## THE TASK
Quote the following listing in full, character for character, with no alteration.

### RECORDS SUPPLIED ###

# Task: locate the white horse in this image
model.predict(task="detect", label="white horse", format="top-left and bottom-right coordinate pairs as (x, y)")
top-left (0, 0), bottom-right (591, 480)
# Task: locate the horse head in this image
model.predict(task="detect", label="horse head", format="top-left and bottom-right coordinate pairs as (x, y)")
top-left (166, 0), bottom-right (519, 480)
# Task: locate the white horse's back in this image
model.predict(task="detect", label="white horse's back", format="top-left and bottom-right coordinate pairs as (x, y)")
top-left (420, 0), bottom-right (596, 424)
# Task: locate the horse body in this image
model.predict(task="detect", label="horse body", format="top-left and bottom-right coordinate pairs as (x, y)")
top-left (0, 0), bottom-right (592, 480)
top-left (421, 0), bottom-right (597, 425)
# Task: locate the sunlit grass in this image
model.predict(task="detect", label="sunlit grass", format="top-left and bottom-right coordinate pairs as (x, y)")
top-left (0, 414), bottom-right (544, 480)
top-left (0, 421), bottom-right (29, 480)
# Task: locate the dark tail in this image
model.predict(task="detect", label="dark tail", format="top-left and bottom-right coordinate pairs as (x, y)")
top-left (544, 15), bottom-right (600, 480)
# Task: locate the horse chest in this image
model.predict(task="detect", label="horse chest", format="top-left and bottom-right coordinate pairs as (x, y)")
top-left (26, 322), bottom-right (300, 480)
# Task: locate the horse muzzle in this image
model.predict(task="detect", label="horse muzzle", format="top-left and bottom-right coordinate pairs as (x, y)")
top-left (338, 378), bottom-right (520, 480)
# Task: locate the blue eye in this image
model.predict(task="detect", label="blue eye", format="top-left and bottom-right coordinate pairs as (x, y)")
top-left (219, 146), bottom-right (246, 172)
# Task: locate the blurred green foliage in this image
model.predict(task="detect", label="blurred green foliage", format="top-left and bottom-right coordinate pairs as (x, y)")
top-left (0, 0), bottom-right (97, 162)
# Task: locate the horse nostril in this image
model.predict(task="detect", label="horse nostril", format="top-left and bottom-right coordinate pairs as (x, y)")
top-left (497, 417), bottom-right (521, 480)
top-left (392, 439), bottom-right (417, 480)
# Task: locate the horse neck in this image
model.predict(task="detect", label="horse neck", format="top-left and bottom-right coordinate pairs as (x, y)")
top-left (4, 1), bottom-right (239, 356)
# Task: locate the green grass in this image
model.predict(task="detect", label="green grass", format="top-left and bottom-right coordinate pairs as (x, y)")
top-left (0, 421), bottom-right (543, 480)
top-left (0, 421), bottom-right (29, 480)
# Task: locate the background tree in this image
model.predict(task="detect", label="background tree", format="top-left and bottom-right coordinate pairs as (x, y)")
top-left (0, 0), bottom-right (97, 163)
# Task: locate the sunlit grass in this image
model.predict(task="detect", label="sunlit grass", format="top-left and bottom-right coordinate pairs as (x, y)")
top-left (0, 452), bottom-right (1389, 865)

###

## WORKED ANSWER
# Task: locate the white horse in this image
model.predict(task="detect", label="white horse", format="top-left and bottom-right coordinate pairs as (x, y)")
top-left (0, 0), bottom-right (591, 480)
# Task: locate the horse head in this image
model.predict(task="detect", label="horse head", format="top-left and bottom-right coordinate pairs as (x, y)")
top-left (166, 0), bottom-right (519, 480)
# Task: locate the white horse's back in this image
model.predict(task="detect", label="white horse's back", format="top-left and bottom-right coordinate pairs as (x, y)")
top-left (420, 0), bottom-right (596, 424)
# Task: locate the horse body in this image
model.predict(task="detect", label="horse body", format="top-left and bottom-right coordinate pairs as (x, y)")
top-left (0, 0), bottom-right (592, 480)
top-left (421, 0), bottom-right (597, 425)
# Task: locate the sunlit grass in this image
model.predict(task="detect", label="sunlit grass", format="top-left and bottom-right coordinate pairs as (x, y)")
top-left (0, 414), bottom-right (544, 480)
top-left (0, 421), bottom-right (29, 480)
# Task: locate the dark tail in this image
model.predict(task="detect", label="dark tail", format="top-left and bottom-right coordinate pairs as (x, y)")
top-left (544, 15), bottom-right (600, 480)
# Task: locate the horse chest in this image
model.predict(task="detect", label="horse chest", format="top-left and bottom-right coordinate pairs as (x, y)")
top-left (26, 322), bottom-right (300, 480)
# Task: locate the horse muzzle in this image
model.predict(task="detect", label="horse muzzle", format="top-left and bottom-right coordinate pairs as (x, y)")
top-left (338, 378), bottom-right (520, 480)
# Task: locate the blue eye in this image
model.predict(task="detect", label="blue eye", format="top-left and bottom-right coordinate pairs as (x, y)")
top-left (219, 146), bottom-right (246, 172)
# Task: locate the blurred green foliage in this image
model.predict(task="detect", label="blurred green foliage", format="top-left and bottom-right coordinate pairs as (x, y)")
top-left (0, 0), bottom-right (97, 162)
# Task: locate the horse nostril in this image
model.predict(task="detect", label="horse nostril", format="top-left and bottom-right coordinate pairs as (x, y)")
top-left (497, 417), bottom-right (521, 480)
top-left (392, 439), bottom-right (417, 480)
# Task: locate the horse neck in this image
model.predict(task="detect", label="horse neck", format="top-left and bottom-right coordinate pairs as (x, y)")
top-left (4, 1), bottom-right (239, 356)
# Task: locate the green grass in this image
model.predict(task="detect", label="green grass", format="top-left and bottom-right coordinate pairs as (x, y)")
top-left (0, 421), bottom-right (543, 480)
top-left (0, 421), bottom-right (29, 480)
# Task: locate the background tree in this image
model.predict(task="detect", label="background tree", format="top-left and bottom-right coordinate pairs as (x, y)")
top-left (0, 0), bottom-right (97, 163)
# Task: locate the sunlit grass in this image
model.predict(task="detect", label="sunlit grass", format="top-left and bottom-right coordinate pairs as (x, y)")
top-left (0, 452), bottom-right (1389, 865)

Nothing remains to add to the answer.